● **THE REQUEST**: Count the lines in the records below that contain the word "foreground", and reply with that number alone.

● **DATA SUPPLIED**:
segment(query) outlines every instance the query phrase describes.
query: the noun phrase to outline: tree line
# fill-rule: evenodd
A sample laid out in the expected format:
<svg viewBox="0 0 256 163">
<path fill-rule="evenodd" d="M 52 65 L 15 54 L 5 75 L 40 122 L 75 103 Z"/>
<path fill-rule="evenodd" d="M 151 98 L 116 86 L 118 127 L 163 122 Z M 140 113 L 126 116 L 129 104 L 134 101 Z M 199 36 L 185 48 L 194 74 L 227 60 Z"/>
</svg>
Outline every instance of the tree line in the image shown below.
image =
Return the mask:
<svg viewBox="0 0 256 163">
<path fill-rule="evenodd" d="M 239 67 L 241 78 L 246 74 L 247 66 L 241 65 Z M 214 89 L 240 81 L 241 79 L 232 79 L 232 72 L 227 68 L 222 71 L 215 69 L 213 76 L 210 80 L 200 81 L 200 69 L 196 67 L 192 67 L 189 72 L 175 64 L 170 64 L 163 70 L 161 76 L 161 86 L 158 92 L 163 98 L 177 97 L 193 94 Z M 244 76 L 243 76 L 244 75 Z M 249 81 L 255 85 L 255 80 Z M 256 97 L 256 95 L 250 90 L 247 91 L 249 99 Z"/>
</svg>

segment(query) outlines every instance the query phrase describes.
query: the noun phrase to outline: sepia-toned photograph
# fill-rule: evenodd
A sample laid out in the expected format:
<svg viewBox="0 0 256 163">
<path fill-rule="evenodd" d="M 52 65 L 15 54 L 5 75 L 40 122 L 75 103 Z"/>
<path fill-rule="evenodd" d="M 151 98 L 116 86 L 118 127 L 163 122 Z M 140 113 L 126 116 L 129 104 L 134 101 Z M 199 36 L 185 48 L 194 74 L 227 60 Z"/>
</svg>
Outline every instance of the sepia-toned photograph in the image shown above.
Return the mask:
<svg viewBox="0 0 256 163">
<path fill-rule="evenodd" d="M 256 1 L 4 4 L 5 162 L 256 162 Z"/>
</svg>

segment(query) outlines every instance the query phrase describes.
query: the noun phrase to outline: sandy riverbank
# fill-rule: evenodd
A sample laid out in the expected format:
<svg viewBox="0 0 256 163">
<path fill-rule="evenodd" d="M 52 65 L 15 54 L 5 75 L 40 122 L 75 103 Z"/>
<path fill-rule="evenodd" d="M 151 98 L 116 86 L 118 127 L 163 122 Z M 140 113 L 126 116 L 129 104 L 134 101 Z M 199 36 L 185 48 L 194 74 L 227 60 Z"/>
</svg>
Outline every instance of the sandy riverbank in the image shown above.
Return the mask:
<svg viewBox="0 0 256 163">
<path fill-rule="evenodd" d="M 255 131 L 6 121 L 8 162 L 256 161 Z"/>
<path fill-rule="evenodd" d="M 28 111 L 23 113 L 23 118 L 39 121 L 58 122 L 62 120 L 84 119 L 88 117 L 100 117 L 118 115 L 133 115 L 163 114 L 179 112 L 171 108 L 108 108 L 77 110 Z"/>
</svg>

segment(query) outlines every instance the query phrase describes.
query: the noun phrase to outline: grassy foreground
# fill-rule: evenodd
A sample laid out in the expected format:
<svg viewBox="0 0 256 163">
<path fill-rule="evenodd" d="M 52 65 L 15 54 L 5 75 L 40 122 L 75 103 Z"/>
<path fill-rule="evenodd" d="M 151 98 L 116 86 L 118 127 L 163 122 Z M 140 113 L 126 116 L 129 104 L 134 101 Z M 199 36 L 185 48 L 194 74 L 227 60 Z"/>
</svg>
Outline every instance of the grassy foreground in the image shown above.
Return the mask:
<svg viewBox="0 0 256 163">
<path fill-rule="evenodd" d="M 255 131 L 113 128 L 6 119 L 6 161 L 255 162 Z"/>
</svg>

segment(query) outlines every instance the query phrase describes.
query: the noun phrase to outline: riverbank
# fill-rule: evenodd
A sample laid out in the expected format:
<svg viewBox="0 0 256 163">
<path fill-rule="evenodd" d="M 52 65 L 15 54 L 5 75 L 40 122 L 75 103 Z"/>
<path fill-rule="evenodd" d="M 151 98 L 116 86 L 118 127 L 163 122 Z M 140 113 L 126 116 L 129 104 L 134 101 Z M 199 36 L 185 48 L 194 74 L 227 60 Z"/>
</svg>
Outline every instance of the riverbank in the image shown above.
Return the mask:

● **RESULT BELOW**: 2